## start DATA PROVIDED

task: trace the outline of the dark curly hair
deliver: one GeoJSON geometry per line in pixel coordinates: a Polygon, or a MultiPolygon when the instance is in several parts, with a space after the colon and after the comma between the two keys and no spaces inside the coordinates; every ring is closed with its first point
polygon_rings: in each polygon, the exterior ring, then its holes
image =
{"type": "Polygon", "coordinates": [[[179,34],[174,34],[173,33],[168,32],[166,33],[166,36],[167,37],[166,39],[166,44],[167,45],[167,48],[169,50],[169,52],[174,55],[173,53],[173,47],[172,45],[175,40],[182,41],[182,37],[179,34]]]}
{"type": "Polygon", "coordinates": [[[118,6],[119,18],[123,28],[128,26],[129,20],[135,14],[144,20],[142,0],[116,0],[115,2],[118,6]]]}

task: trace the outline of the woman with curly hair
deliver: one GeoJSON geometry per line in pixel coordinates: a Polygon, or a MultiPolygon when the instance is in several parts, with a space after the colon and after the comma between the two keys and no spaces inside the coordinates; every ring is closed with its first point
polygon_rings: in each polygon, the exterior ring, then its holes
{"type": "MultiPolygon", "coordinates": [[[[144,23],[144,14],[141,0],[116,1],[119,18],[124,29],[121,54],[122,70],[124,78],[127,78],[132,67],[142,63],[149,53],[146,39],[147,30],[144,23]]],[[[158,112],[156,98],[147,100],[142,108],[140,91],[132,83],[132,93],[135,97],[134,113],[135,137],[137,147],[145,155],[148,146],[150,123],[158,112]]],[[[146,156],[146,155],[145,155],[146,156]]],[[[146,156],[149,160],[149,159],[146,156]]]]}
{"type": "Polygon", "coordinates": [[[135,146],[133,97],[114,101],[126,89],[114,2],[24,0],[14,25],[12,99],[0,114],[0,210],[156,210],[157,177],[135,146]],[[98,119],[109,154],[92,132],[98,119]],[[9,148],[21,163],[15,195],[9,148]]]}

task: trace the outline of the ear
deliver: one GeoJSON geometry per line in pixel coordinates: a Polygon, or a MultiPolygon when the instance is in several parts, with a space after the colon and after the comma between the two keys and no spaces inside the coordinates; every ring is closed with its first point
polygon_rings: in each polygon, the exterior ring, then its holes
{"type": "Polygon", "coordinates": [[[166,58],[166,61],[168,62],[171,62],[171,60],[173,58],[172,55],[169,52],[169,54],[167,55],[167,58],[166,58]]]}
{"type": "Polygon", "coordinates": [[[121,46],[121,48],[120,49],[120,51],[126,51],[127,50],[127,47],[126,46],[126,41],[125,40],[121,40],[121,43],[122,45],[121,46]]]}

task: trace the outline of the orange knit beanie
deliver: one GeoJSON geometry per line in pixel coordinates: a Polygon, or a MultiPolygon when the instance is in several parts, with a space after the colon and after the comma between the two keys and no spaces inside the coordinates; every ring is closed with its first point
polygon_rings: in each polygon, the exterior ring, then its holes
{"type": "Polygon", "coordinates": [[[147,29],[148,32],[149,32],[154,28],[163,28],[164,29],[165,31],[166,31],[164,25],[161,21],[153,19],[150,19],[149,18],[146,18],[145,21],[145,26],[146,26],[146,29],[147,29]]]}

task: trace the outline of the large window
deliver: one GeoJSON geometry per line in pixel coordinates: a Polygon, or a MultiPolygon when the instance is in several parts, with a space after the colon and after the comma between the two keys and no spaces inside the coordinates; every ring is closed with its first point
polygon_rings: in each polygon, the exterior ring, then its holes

## end DATA PROVIDED

_AIM:_
Rewrite every line of the items above as one numbered list, and leave out the blank lines.

_ANSWER TO THIS TASK:_
1. task: trace the outline of the dark curly hair
2. deliver: one GeoJSON geometry per line in pixel coordinates: a Polygon, or a MultiPolygon when the instance is in several parts, with a space after the colon and after the comma between the two keys and no spaces inside the coordinates; every ring is closed with its first point
3. polygon_rings: in each polygon, the exterior ring, then its holes
4. image =
5. {"type": "Polygon", "coordinates": [[[179,34],[174,34],[173,33],[168,32],[166,33],[166,36],[167,37],[166,39],[166,44],[167,45],[167,48],[169,50],[169,52],[174,55],[173,53],[173,47],[172,45],[175,40],[182,41],[182,37],[179,34]]]}
6. {"type": "Polygon", "coordinates": [[[118,6],[119,18],[123,28],[128,26],[129,20],[135,14],[144,20],[142,0],[116,0],[115,2],[118,6]]]}
7. task: trace the outline of the woman with curly hair
8. deliver: one GeoJSON geometry per line in pixel coordinates: a Polygon, or a MultiPolygon when the instance is in several parts, with a space after the colon and after the comma between the two keys and no spaces inside the coordinates; every ring is closed with its first point
9. polygon_rings: in each polygon, the exterior ring, then its holes
10. {"type": "MultiPolygon", "coordinates": [[[[144,23],[144,14],[141,0],[116,1],[119,18],[124,29],[121,54],[122,70],[124,78],[127,78],[132,67],[142,63],[149,53],[146,39],[147,30],[144,23]]],[[[158,112],[156,98],[147,100],[142,108],[140,91],[132,83],[132,93],[135,97],[134,113],[135,137],[137,147],[145,155],[148,146],[150,123],[158,112]]],[[[146,156],[146,155],[145,155],[146,156]]],[[[146,156],[149,160],[149,159],[146,156]]]]}
11. {"type": "Polygon", "coordinates": [[[135,146],[133,97],[114,101],[126,89],[114,2],[24,0],[14,25],[12,99],[0,114],[0,210],[156,210],[157,177],[135,146]],[[98,119],[109,154],[92,132],[98,119]],[[9,148],[21,163],[15,195],[9,148]]]}
12. task: trace the outline of the ear
13. deliver: one GeoJSON geometry per line in pixel coordinates: a Polygon, or a MultiPolygon when the instance is in several parts, with a space after the colon and after the comma between the two keys and no spaces inside the coordinates; every ring is closed with its first point
14. polygon_rings: in each polygon, the exterior ring, then its holes
15. {"type": "Polygon", "coordinates": [[[166,58],[166,61],[168,62],[171,62],[171,60],[173,58],[172,55],[169,52],[169,54],[167,55],[167,58],[166,58]]]}
16. {"type": "Polygon", "coordinates": [[[121,46],[121,48],[120,49],[120,51],[126,51],[127,50],[127,47],[126,46],[126,41],[125,40],[121,40],[121,43],[122,45],[121,46]]]}
17. task: trace the outline of the orange knit beanie
18. deliver: one GeoJSON geometry per line in pixel coordinates: a Polygon, or a MultiPolygon when the instance is in several parts, with a space after the colon and after the comma between the two keys and no spaces inside the coordinates; every ring is closed with its first point
19. polygon_rings: in each polygon, the exterior ring, then its holes
20. {"type": "Polygon", "coordinates": [[[147,29],[148,32],[149,32],[154,28],[163,28],[164,29],[165,31],[166,31],[164,25],[161,21],[153,19],[150,19],[149,18],[146,18],[145,21],[145,26],[146,26],[146,29],[147,29]]]}
21. task: trace the outline of the large window
22. deliver: one GeoJSON geometry per line in pixel coordinates: a Polygon, or a MultiPolygon when the instance is in several parts, with a space after the colon and after the comma between the two keys and no spaces inside the coordinates; every ring is closed with its first point
23. polygon_rings: in each polygon, the exterior ring, then its holes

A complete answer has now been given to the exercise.